Written problem a:
How many lines of the records below contain the string "pointed"? Case counts, and the reply should be the number alone.

How We Achieved 30% Faster Log Queries by Overcoming ClickHouse's Native JSON Limits

What started as an investigation into filtering inconsistent dot-key notation in JSON logs ended up optimising our query performance by 30%.

Dec 13, 2025

💌 Hey there, it’s Elizabeth from SigNoz!
This newsletter is an honest attempt to talk about all things - observability, OpenTelemetry, open-source and the engineering in between! We at SigNoz are a bunch of observability fanatics obsessed with OpenTelemetry and open-source, and we reckon it’s important to share what we know. If this passes your vibe-check, we’d be pleased if you’d subscribe. We’ll make it worth your while.
This piece is written by Piysuh, Software Engineer at SigNoz, who was also one of the key contributors for making this engineering overhaul happen.
Cheers.

Customer logs data is always messy.

Being (and building!) an observability platform, we get to see all the beautiful, creative ways it can be messy, every single day. And yet, our customers expect, quite fairly, I might add, perfect query results and peak performance.

SigNoz is an open-source observability platform that can be your one-stop solution for logs, metrics and traces. Using ClickHouse as a single datastore and built to support OpenTelemetry natively, SigNoz can help you troubleshoot issues faster with powerful querying capabilities on your observability data.

We recently overhauled how we store JSON logs in ClickHouse [our datastore] to improve query performance and enable filtering of nested dot-notation keys, which was previously not possible. What started as an investigation into filtering inconsistent dot-key notation in JSON logs ended up optimising our query performance by 30%.

In the process, we developed a two-tier JSON storage model that helped us overcome the limitations of ClickHouse’s native JSON data type while paving the way for superior query and aggregation performance for any key in customers’ logs.

How We Used to Store and Query Log Data Earlier

Before this overhaul, we stored the raw log body as a simple string data type. While this was easy to ingest, it created some bottlenecks when developers tried to interact with the data.

Records to use:
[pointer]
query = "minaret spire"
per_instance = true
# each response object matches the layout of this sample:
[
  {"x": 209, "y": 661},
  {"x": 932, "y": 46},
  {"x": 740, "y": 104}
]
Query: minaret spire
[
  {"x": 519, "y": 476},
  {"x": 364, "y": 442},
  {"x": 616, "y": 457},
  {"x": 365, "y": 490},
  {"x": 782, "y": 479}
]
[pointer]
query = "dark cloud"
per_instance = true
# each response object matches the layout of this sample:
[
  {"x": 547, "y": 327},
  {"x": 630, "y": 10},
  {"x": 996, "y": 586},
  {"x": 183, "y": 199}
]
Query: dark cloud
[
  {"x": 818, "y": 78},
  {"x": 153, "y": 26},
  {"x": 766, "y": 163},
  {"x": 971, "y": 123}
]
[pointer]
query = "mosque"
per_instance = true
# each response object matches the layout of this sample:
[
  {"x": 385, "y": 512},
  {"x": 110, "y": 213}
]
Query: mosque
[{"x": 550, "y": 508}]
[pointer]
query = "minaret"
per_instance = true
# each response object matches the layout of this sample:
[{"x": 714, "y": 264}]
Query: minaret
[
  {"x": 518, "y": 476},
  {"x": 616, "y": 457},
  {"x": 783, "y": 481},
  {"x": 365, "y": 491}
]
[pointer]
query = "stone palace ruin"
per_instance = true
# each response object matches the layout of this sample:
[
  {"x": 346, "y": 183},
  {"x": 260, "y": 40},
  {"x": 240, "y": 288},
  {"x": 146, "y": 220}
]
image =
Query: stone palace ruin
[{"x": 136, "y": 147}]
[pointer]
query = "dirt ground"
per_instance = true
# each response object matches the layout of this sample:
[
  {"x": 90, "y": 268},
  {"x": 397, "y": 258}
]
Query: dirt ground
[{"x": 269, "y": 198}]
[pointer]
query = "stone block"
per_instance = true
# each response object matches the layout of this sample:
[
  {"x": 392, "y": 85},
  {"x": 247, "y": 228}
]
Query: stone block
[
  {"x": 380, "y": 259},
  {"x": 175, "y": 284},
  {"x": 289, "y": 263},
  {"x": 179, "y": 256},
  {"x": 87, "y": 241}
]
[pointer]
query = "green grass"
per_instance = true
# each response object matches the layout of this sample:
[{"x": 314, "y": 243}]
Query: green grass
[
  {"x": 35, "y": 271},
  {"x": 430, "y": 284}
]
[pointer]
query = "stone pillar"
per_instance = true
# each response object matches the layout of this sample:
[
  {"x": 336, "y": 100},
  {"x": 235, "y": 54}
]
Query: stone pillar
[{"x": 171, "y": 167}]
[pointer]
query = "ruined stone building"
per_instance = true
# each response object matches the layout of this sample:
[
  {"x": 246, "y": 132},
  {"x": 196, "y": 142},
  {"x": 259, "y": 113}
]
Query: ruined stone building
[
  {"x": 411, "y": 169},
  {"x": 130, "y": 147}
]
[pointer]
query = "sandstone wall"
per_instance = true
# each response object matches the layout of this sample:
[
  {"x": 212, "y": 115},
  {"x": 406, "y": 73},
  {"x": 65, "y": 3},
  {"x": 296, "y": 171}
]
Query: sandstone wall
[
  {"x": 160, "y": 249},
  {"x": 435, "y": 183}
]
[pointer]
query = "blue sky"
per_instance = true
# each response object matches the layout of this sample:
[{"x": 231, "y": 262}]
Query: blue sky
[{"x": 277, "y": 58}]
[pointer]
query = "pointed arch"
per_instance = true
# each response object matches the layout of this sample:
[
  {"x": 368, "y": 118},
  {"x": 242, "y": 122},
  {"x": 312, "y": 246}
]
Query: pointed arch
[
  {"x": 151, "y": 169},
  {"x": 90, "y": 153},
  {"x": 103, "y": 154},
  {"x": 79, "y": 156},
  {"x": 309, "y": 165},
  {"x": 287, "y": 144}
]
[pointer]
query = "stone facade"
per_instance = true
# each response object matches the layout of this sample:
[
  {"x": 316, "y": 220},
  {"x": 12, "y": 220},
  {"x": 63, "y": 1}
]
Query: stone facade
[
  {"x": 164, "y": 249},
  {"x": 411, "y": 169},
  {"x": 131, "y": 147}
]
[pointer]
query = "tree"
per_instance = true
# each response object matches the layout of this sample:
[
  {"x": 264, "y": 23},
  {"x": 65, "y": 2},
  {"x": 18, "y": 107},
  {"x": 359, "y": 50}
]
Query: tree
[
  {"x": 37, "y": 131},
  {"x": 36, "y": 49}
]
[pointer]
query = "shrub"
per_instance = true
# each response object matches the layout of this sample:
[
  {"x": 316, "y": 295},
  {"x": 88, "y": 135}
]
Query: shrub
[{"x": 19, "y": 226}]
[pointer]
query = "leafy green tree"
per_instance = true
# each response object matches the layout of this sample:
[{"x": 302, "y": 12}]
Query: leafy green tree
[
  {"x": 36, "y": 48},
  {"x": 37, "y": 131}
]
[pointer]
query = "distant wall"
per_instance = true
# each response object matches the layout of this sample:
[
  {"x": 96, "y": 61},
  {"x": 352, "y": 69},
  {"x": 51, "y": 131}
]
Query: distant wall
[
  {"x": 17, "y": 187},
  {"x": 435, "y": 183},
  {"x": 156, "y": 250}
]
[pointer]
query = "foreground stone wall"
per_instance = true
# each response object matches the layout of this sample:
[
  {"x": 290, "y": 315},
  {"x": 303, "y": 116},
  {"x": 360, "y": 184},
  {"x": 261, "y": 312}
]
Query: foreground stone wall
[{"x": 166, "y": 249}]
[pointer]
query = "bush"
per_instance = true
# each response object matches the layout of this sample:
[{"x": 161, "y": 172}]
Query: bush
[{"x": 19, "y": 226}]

Written problem b:
Carry on the article above about storing JSON logs in ClickHouse, starting right after its last sentence.

Result a:
2

Result b:
Slow Run-Time Parsing and the Impossible GROUP BY

Storing the log body as a string meant the database had no way to instantly look up values inside the JSON whenever a filter is applied to log data.

Whenever a user entered a filter query like the one above, the entire log body [stored as a string] is dynamically converted to JSON at runtime. This led to slow query performance, especially when the selected time range was long or there was too much data to scan.

Currently, we address slower query performance with the help of log pipelines. With log pipelines, users can transform their logs to suit their querying and aggregation needs before they are stored in the database.

Though log pipelines are helpful, they are not straightforward. To achieve the necessary performance, users had to manually implement a log pipeline to extract key-value pairs from the JSON string and store the extracted fields as separate attributes.

This is not a seamless out-of-the-box experience for users sending JSON logs.

The Ambiguity of Dot Notation

The final breaking point that spurred our full investigation was the ambiguity created by dot notation. Our query builder could not differentiate between logically different JSON structures when developers used dots for querying:

Scenario 1: Key with Dot in Name:

{
  “user”: {
    “session.id”: “abc-1234”
  }
}

Scenario 2: Nested JSON Structure:

{
  “user”: {
    “session”: {
      “id”: “xyz-5678”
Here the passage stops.